-- Passage --
────────────────────

The Special Investigation Unit’s latest report on the procurement of Personal Protective Equipment has revealed that companies not on the database benefited from lucrative contracts.

The SIU found that government departments awarded contracts to companies not registered on the Central Supplier Database, as is required by the law. What’s more, certain companies were in the process of being deregistered from the database when they benefitted from PPE contracts.

“Bearing in mind that the national state of disaster was declared on 15 March 2020, where after PPE procurement commenced, certain service providers were found to have only been registered on the CIPC during February and March 2020 and thus would and could not have had demonstrable track record,” said SIU Advocate Andy Mothibi.

Somehow these companies with allegedly questionable documentation were awarded lucrative contracts. In some cases, these companies hiked their fees by 400%. Mothibi told media the investigations revealed evidence that should lead to disciplinary action against officials for irregularities.

Billions under investigation

According to data from the National Treasury, the state spent a total of R30.7 billion between April and November 2020. Nearly half of this, more than R13 billion rand is subject to the SIU investigation.

“As at the date of the release of the progress reports and the outcomes, a total of 2,556 PPE contracts were awarded to the value of over R13,3 billion are under the SIU investigation. These contracts were awarded to 1,774 service providers,” said Mothibi.

────────────────────

-- Information shown --
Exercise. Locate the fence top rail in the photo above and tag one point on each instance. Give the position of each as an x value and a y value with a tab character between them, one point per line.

────────────────────

-- Challenge --
Pick up the article on the SIU's investigation into PPE contracts after its final sentence and carry it forward. This material comes from a separate source.

-- Expected answer --
The SIU is currently investigating 541 of these contracts to the value of R6.8 billion. Investigators have already wrapped up investigations into 164 (26%) of these PPE contracts, and will start soon on 851 more of the contracts handed out during this time, said Mothibi.

Holding officials accountable

Mothibi said investigators are focusing on ensuring that there is accountability at all levels of the state administration, including executive authority.

“It is disheartening to see state officials in all spheres of government, who have been called to serve the people of South Africa being implicated in unlawful and illegal activities in procurement processes that are meant to benefit the public with corrupt intent to unduly benefit themselves and their friends and or relatives to the prejudice of the state and of the public,” he said.

“The SIU will continue to pursue all those officials who resigned in the face of the investigations or in the face of disciplinary actions by freezing their pensions and instituting civil litigation to recover the monies stolen from the state institutions and to cover damages that they many have caused to the state institutions,” said Mothibi. “Where there is evidence pointing to any act of criminality on their part, they will also be pursued through criminal investigation and prosecution.”

The SIU has already made 38 referrals to National Prosecuting Authority for criminal prosecution. The referrals include allegations of fraud, corruption and the financial misconduct relating to the Public Finance Management Act and the Municipal Financial Act. The SIU is also submitting reports to the presidency, Mothibi said.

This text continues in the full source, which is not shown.